▸ RECORDS FOR THE EXERCISE

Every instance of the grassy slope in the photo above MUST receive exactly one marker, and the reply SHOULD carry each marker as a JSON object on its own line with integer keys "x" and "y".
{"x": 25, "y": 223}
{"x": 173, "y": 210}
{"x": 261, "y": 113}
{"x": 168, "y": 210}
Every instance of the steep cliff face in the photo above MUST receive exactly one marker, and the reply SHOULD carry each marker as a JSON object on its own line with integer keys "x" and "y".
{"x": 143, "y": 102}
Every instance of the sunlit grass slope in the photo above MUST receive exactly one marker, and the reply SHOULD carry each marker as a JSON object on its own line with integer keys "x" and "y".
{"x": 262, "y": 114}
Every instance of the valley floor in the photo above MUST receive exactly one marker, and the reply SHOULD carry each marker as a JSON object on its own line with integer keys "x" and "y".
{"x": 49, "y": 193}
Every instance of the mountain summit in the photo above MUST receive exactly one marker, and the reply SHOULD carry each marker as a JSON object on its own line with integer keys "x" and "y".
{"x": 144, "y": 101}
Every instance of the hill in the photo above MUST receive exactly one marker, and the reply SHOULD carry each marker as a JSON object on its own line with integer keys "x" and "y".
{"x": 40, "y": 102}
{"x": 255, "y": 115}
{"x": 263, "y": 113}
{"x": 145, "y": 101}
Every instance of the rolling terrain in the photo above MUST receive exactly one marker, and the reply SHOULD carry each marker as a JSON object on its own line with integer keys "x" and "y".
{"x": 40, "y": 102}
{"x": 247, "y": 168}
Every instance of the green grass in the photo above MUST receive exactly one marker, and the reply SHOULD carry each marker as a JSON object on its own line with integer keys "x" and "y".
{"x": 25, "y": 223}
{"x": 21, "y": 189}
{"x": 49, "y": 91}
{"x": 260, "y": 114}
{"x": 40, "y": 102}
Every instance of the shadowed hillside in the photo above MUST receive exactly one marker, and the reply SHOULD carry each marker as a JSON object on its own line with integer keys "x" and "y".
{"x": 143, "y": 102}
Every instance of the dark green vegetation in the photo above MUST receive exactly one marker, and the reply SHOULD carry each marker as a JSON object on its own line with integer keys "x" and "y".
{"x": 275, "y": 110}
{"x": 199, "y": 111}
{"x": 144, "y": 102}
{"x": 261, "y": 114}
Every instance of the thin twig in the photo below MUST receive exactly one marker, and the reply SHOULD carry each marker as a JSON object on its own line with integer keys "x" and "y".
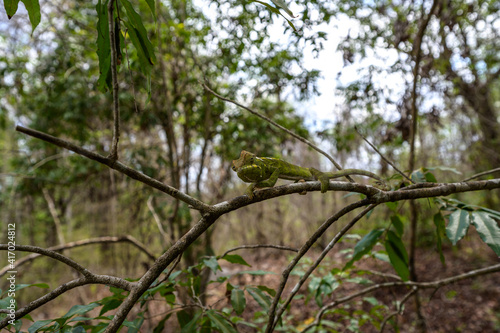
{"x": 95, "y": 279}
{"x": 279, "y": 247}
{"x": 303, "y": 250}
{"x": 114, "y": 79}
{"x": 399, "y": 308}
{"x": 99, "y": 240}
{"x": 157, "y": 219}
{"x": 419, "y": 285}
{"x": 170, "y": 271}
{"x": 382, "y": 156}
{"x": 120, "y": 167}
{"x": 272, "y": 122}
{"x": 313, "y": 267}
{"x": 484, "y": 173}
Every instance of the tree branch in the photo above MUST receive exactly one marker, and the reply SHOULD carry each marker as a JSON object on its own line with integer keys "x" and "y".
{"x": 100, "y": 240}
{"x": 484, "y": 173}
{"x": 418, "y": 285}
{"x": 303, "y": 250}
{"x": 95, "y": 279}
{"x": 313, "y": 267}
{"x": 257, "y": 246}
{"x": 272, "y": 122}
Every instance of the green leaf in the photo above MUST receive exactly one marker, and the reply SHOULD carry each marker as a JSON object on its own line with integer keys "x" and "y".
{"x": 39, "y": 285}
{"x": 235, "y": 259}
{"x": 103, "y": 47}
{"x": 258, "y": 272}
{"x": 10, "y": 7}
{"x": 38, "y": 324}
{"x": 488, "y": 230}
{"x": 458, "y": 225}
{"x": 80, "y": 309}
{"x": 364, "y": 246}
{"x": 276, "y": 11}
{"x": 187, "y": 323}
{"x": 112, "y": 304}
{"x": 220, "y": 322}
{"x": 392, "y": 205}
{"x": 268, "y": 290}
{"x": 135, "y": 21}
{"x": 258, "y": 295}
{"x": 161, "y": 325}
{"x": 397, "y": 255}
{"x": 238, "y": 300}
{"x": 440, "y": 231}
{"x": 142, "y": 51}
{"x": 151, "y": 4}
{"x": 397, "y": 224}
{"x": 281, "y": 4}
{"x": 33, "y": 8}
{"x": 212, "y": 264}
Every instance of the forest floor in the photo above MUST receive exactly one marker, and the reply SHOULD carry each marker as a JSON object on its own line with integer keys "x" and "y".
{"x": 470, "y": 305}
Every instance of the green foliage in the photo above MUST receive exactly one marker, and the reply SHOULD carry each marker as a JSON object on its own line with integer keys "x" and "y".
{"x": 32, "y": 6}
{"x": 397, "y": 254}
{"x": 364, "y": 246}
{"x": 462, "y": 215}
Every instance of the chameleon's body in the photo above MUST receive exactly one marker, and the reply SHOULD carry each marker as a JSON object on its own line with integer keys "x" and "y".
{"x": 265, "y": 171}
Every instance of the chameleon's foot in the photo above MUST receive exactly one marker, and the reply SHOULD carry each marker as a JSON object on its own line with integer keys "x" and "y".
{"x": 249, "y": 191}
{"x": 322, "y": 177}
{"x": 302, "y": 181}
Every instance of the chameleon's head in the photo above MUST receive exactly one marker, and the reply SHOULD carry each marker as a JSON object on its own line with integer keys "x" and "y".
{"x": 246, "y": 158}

---

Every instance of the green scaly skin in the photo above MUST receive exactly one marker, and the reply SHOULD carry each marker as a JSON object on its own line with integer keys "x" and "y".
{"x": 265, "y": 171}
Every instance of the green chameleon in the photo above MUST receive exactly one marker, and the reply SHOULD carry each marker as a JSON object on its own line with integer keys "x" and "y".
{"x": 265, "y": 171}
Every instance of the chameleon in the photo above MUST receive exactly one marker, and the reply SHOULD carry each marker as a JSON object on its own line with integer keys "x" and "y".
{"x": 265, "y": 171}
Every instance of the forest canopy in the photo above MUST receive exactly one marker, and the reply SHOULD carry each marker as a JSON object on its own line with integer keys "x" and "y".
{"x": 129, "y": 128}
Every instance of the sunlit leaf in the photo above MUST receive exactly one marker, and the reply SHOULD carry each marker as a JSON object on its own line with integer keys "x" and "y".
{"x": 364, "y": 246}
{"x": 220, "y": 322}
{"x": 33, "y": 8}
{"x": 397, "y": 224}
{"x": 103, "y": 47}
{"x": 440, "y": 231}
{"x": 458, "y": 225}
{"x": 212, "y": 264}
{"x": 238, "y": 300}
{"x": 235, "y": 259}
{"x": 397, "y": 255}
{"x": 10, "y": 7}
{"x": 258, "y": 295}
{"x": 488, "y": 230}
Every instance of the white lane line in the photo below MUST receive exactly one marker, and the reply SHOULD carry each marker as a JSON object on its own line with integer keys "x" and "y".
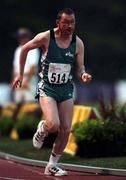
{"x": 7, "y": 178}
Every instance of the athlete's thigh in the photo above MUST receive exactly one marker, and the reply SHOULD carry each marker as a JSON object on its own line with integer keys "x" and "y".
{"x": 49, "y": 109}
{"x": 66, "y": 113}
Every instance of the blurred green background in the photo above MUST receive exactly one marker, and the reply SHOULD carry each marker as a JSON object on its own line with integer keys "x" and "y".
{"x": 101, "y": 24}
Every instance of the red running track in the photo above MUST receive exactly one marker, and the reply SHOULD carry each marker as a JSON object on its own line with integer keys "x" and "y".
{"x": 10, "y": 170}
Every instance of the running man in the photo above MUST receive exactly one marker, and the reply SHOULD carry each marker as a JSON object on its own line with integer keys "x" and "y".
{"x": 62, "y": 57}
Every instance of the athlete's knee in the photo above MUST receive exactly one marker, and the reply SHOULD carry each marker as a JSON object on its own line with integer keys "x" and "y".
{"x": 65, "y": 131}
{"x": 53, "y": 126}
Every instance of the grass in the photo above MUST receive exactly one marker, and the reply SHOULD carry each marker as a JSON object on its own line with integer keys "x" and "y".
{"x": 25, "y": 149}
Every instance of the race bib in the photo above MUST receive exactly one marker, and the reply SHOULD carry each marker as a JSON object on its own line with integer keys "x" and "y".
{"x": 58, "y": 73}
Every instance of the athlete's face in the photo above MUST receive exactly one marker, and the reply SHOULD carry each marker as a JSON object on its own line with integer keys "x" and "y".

▸ TASK REQUIREMENTS
Retype the data without changes, from the line containing "Every instance of the grass in" up to and including the line containing "Every instance of the athlete's face".

▸ EXERCISE ANSWER
Every instance of the grass in the photo above MUST receive exactly one marker, and the reply SHOULD carry each marker as a JSON object on its own line with integer keys "x" and "y".
{"x": 25, "y": 149}
Every instance of the race bib in the photo above MUST receive exactly one marker, and the reply SHOULD carry each marker as a JSON object on its own line with integer keys "x" and "y".
{"x": 58, "y": 73}
Every instance of the athlete's face in the photo above MUST receive exactly one marker, and the reply SHOULD carry each marker as a JSON object on its own line with integer keys "x" and "y".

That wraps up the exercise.